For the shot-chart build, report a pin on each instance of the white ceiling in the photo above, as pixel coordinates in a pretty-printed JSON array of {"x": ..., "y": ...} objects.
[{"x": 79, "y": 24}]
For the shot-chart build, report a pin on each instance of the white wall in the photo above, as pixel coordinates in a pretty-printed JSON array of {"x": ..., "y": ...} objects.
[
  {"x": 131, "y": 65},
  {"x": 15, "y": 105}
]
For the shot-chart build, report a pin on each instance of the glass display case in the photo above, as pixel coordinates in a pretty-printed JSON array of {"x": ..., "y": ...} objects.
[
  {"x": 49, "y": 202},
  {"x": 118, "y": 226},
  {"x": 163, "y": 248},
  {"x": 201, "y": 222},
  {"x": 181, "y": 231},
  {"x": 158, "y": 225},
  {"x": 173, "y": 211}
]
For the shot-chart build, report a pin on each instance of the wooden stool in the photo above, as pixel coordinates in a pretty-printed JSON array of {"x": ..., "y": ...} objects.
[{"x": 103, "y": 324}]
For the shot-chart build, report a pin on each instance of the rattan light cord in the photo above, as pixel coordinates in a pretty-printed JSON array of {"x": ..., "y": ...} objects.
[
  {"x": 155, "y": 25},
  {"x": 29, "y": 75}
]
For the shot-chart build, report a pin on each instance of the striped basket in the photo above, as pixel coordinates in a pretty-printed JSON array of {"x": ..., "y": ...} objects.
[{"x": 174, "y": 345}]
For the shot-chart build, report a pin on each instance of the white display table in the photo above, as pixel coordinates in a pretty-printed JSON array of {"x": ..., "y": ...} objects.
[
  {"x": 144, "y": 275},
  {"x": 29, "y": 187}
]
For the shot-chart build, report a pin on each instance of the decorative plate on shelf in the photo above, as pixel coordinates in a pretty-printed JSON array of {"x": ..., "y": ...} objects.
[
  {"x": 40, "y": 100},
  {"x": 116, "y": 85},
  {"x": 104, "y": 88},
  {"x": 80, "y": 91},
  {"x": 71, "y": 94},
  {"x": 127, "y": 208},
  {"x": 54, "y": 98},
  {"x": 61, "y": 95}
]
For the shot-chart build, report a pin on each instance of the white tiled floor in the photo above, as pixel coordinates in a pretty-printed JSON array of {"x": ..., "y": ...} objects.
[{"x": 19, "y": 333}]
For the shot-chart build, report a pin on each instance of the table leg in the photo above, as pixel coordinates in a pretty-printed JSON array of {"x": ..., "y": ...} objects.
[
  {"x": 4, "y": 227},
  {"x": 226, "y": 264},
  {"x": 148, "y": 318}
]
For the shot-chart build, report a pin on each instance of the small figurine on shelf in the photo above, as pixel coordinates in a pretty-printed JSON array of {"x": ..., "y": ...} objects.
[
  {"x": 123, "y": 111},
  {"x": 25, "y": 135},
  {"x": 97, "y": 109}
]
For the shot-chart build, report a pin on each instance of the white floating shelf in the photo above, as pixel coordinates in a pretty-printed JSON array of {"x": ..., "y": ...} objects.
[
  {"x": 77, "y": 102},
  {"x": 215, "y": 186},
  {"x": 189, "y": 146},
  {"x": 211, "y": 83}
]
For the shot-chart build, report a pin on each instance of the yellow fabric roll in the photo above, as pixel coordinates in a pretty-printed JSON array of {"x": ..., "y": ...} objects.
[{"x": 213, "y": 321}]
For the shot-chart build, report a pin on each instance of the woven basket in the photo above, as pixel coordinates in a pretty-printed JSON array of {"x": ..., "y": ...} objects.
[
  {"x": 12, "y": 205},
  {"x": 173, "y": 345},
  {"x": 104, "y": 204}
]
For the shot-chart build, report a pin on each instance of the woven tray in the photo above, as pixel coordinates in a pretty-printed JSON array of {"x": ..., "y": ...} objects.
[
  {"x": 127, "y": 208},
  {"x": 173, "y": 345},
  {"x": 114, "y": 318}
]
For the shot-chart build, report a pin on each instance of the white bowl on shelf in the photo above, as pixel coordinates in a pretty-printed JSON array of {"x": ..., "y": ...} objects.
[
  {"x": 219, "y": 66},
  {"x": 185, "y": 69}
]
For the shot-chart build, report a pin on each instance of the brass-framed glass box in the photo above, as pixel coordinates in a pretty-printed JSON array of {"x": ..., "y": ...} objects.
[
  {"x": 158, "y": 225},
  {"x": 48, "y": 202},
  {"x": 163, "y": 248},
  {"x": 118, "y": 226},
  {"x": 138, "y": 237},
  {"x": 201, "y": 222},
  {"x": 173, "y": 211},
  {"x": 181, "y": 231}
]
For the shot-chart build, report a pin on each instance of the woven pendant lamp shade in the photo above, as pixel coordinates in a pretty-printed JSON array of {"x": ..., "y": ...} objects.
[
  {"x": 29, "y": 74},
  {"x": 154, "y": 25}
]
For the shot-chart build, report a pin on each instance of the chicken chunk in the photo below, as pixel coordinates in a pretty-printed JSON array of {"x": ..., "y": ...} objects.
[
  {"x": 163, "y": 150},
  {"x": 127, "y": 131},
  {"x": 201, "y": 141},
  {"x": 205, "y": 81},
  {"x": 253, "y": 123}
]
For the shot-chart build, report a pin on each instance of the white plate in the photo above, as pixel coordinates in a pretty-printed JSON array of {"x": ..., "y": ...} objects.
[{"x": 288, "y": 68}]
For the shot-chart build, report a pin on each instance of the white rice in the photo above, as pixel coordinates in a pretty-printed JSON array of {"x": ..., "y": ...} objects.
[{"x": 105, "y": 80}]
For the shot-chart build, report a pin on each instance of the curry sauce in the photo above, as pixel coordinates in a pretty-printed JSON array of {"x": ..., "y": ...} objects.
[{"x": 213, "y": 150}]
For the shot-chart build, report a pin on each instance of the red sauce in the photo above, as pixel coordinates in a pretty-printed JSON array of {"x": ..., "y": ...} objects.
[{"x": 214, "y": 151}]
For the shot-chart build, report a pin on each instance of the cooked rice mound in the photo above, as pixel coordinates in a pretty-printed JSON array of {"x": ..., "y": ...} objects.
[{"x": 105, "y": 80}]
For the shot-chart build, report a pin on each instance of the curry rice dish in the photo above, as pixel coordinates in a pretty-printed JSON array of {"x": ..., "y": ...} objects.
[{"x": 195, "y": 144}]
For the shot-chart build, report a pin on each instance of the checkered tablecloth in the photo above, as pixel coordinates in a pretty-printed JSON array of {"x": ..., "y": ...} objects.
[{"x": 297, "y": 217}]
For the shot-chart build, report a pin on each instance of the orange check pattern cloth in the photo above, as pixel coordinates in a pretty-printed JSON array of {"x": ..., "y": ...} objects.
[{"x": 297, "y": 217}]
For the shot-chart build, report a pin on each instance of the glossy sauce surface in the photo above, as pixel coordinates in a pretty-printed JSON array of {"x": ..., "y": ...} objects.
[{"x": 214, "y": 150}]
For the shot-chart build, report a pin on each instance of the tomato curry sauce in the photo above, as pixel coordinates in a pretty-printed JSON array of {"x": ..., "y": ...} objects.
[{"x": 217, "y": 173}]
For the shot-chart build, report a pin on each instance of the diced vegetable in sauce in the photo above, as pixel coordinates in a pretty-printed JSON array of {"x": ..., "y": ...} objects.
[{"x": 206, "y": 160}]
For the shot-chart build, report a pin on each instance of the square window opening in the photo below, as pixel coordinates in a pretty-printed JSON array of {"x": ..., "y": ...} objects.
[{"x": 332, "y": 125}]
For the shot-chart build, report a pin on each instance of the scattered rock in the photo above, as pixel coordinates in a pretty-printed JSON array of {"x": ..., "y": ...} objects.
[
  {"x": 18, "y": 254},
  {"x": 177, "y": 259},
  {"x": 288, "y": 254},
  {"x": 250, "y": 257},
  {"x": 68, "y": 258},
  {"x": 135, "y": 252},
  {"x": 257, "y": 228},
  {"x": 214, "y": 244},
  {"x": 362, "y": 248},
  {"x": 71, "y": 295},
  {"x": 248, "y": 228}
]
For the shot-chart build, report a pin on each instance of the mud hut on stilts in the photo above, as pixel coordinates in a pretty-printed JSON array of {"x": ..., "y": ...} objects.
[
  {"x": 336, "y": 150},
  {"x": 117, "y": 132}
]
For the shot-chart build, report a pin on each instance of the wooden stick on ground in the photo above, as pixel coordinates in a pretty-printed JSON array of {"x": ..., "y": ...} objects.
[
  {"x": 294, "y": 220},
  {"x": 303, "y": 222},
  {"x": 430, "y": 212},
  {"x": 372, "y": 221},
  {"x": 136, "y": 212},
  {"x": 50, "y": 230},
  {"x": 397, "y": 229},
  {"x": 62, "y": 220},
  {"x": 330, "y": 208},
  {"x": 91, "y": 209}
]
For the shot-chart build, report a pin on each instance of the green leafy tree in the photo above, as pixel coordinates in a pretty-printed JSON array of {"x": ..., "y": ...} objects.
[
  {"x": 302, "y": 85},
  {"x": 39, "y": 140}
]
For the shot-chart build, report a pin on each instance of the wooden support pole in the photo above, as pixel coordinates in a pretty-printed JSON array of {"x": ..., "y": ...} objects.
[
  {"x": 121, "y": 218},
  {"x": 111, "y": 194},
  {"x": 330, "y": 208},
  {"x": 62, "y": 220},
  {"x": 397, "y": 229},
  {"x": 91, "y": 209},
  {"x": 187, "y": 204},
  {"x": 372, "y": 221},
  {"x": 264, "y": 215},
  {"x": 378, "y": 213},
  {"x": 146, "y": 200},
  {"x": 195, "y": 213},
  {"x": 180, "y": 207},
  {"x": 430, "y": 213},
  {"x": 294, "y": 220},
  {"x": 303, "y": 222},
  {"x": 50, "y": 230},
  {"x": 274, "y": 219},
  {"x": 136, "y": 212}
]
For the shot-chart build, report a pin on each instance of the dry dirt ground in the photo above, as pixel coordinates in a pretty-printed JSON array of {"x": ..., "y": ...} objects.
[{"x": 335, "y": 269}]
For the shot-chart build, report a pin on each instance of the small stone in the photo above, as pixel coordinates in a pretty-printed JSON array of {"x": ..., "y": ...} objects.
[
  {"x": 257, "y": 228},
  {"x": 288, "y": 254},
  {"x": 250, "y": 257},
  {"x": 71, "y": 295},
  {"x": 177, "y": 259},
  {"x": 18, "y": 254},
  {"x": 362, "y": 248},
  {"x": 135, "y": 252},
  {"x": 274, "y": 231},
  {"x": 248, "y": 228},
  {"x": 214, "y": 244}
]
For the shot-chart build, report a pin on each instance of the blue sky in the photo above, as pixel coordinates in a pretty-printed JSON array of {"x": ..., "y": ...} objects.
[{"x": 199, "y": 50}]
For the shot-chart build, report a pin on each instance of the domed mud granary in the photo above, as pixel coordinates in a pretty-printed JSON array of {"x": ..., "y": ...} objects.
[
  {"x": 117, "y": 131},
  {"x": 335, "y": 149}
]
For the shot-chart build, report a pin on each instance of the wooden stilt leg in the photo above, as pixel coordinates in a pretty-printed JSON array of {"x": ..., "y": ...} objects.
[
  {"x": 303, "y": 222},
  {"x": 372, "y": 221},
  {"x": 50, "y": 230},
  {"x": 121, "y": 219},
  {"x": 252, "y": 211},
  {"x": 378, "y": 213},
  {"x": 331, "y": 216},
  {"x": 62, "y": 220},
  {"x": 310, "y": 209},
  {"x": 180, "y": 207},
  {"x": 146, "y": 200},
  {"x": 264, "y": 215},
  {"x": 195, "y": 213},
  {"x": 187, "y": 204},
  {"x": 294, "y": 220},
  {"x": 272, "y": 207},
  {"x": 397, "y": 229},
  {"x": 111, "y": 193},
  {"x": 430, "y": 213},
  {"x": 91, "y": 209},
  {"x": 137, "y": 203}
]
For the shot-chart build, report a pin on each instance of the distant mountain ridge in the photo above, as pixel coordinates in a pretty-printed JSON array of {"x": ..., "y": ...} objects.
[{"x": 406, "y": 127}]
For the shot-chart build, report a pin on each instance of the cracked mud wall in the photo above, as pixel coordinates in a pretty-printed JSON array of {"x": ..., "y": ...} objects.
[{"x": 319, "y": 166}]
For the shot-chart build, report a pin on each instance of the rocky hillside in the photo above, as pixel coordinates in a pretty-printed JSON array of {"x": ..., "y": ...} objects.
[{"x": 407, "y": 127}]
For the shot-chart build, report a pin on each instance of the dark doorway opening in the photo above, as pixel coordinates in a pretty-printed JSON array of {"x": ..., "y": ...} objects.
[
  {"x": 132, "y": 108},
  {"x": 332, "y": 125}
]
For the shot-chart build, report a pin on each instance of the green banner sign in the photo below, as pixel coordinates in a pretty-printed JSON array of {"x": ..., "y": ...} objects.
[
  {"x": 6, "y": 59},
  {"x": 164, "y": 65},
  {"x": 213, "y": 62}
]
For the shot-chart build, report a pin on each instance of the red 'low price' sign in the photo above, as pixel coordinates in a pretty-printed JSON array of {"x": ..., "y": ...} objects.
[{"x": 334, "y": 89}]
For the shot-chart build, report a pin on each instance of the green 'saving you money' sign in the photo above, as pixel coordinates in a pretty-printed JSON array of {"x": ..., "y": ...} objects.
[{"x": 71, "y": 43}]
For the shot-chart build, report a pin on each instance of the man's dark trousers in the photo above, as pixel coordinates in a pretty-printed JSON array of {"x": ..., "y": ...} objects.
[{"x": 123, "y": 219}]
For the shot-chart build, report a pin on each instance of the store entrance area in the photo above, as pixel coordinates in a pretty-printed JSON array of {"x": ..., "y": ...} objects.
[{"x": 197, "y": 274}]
□ □ □ □ □ □ □
THE PROBLEM - Everything from the line containing "the green 'saving" through the final line of the listing, inclusive, must be reproduced exactly; leave out the rest.

REPLY -
For the shot-chart build, report a pin on each instance of the green 'saving you money' sign in the photo above, as pixel coordinates in a pretty-printed JSON array of {"x": ..., "y": ...} objects.
[{"x": 71, "y": 43}]
For the shot-chart build, report a pin on each instance of the man's dark trousers in the photo above, as pixel coordinates in a pretty-printed JSON array of {"x": ..., "y": ...} objects.
[{"x": 123, "y": 219}]
For the shot-chart build, report a pin on each instance of the store entrance area in the photo above, as pixel coordinates in a pretty-printed JSON array of {"x": ..., "y": ...} objects.
[{"x": 197, "y": 274}]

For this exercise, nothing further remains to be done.